__The records__:

:::::

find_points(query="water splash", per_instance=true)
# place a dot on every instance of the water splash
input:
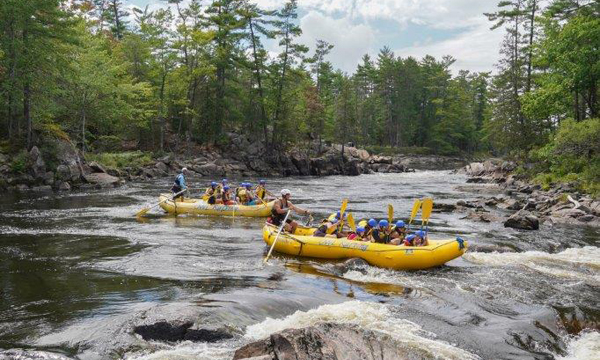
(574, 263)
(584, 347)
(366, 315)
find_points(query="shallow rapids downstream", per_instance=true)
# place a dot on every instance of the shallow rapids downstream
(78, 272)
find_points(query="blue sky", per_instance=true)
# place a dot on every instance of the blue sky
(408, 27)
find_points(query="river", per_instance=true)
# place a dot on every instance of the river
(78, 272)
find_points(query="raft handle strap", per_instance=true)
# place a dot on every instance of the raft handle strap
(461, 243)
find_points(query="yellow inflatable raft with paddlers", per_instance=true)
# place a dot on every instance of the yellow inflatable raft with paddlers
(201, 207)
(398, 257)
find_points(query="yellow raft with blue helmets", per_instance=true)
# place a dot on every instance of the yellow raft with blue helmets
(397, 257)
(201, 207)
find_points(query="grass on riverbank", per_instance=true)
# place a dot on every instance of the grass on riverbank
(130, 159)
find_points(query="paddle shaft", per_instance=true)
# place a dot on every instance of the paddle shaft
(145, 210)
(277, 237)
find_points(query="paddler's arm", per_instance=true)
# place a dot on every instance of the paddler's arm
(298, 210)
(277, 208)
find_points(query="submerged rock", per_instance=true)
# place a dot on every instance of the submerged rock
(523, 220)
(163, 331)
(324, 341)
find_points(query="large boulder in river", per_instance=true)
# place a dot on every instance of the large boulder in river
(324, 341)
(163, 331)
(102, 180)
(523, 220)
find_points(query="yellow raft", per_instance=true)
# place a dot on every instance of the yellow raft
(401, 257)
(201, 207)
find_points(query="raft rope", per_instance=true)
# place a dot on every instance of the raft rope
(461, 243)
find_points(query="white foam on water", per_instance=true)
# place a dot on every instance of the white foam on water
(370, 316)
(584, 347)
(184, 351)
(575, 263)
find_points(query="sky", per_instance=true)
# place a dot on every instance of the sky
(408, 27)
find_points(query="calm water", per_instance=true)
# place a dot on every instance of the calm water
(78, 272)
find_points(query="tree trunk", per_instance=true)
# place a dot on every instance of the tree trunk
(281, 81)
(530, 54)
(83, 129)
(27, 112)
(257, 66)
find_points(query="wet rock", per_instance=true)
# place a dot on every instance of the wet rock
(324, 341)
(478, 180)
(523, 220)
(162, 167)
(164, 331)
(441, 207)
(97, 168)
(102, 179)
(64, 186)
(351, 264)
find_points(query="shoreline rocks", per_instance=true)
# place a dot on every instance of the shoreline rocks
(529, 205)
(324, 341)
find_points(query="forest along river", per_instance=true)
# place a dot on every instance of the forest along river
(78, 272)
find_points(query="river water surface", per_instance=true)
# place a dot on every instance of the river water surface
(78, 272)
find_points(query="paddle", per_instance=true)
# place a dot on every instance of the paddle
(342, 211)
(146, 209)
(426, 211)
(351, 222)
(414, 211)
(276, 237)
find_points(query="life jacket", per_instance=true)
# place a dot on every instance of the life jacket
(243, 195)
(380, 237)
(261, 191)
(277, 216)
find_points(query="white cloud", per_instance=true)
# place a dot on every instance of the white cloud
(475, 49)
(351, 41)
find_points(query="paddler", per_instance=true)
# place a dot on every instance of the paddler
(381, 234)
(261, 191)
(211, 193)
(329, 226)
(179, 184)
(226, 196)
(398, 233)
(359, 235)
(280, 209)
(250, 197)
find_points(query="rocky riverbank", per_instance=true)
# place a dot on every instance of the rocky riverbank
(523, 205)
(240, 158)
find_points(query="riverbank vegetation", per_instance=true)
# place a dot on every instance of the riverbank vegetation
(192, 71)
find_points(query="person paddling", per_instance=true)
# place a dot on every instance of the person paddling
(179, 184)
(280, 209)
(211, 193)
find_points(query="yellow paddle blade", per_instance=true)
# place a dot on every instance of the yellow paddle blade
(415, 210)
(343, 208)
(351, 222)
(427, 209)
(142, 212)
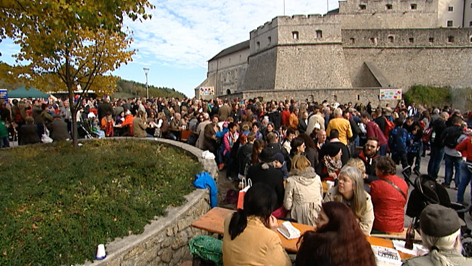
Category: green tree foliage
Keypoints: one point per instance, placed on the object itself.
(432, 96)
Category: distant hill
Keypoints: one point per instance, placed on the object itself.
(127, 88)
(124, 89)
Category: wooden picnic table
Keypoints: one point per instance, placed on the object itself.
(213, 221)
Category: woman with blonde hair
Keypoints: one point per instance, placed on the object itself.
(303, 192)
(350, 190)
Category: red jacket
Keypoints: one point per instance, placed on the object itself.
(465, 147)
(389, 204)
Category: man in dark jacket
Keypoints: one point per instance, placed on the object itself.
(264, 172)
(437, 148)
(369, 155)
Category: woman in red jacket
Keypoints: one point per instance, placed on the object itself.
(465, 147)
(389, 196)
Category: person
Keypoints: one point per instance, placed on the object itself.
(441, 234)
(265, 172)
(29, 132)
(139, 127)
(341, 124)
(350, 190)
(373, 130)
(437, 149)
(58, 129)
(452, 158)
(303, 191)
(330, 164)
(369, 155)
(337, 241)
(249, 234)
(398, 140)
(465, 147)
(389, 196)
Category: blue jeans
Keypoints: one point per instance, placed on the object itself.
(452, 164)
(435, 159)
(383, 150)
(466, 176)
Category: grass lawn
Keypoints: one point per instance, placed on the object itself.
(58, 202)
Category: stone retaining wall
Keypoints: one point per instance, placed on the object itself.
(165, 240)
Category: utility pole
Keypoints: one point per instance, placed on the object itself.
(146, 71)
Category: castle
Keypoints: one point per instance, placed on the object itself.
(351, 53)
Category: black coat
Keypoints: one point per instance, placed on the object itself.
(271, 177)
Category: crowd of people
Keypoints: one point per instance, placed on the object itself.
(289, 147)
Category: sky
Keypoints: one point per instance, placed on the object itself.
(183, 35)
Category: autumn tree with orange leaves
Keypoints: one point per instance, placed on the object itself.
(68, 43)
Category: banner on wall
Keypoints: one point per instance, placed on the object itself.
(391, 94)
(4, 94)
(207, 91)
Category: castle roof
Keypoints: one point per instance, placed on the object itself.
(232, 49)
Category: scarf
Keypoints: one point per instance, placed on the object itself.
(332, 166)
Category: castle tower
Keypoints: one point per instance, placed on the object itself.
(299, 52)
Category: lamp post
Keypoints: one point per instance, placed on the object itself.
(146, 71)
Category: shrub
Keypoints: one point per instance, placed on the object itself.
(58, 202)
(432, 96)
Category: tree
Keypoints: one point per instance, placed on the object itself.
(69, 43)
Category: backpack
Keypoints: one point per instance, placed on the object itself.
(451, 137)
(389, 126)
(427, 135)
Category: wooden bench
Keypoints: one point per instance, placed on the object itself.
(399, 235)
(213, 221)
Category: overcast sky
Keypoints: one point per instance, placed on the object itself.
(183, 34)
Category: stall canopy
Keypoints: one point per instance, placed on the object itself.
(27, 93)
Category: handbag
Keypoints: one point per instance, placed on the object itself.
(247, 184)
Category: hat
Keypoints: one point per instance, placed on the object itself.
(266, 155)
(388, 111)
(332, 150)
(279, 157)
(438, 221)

:::::

__Required work__: Give back, word for word, the lines of the material above from the one holding "Category: hat" through the last line, both ends included.

__Complete output__:
Category: hat
Keypoints: one point per instance, placed on the object itself.
(266, 155)
(388, 111)
(332, 150)
(279, 157)
(438, 221)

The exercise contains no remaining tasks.